### Exercise text
========
By Huw Lloyd
If, like me, you tuned in to hear what Boris Johnson had to say as he addressed the nation about schools, education and getting children back into school, your house may have sounded like mine as he announced that reception, Year 1 and Year 6 children would be returning on June 1st.
In my house there was a collective gasp in the room, a silence and then a perplexed ‘how?’ from my wife. As more information and guidance has been released the minefield for headteachers and governors planning this return grows and grows.
I should add we have a five year-old girl who is currently in reception and her transition into Year 1 has been a hot topic of conversation for the last few weeks. The change from reception to year one learning is huge and our eldest who is currently in year five found this difficult, so I understand why the Prime Minister has said they will be the first back.
Being able to work with our four and five year-olds to prepare them for year one is I feel vital, but to echo my wife, how? And the other question is, will it actually prepare them for year one?
I do not envy schools having to plan and prepare for this when you think of all the things they have to consider: social distancing, hand washing, cleaning of play equipment, class sizes, rooming, staffing, one way systems around school, managing drop off and pick-up times and PPE for staff.
When you throw in parental concerns around safety of their children, it makes for that ever-growing minefield for school leaders. Planning over the last few weeks utilising the Government’s guidance as to how to implement this directive will have had to be thorough and detailed with many contingency plans built in for changes in numbers of staff and pupil numbers.
========
### Recorded information
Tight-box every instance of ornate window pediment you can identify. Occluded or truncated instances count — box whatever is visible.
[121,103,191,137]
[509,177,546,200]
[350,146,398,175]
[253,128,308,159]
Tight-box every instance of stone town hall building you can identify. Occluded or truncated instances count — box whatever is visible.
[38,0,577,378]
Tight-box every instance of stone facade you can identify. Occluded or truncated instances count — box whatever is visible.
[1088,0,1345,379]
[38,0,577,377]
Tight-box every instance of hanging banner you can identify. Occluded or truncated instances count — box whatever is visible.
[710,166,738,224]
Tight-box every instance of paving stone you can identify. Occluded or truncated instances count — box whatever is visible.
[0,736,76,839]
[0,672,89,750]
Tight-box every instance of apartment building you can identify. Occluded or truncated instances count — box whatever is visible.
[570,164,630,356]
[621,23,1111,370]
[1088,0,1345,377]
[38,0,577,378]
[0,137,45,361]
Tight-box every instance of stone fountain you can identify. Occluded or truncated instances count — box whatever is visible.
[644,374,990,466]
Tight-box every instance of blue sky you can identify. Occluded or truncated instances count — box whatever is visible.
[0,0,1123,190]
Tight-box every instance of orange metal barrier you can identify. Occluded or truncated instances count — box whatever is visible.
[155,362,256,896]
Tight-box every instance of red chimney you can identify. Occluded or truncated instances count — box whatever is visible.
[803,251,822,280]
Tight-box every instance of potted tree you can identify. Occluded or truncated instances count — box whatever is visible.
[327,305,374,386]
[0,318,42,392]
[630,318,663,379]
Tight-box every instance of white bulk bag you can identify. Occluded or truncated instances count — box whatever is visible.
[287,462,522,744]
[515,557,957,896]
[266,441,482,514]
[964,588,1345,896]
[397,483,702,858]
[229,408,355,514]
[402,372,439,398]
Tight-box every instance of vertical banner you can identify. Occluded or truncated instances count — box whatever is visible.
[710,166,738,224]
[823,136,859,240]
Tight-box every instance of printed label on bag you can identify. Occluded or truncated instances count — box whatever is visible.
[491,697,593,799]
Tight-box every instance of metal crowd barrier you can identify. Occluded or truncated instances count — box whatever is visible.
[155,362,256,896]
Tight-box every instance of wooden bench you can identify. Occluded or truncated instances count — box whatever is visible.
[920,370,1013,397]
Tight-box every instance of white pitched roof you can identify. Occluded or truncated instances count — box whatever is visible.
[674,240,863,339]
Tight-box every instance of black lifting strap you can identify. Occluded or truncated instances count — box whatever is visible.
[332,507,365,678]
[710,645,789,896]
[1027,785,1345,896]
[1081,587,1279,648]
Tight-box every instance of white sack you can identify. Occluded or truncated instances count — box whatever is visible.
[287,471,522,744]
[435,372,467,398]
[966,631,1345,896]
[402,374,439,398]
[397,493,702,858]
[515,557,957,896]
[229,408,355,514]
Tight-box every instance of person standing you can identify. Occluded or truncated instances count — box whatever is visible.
========
### Directions for this task
Decide whether each statement agrees with the article on reopening schools, answering yes or no and quoting the words of the article that decide it: (a) The writer's daughter is currently in reception. (b) The writer's wife greeted the announcement with a cheer. (c) The writer's eldest child is currently in Year 6. The rows play no part in this exercise.

### Response to this task
(a) Yes: "we have a five year-old girl who is currently in reception"
(b) No: "a collective gasp in the room, a silence and then a perplexed ‘how?’ from my wife"
(c) No: "our eldest who is currently in year five"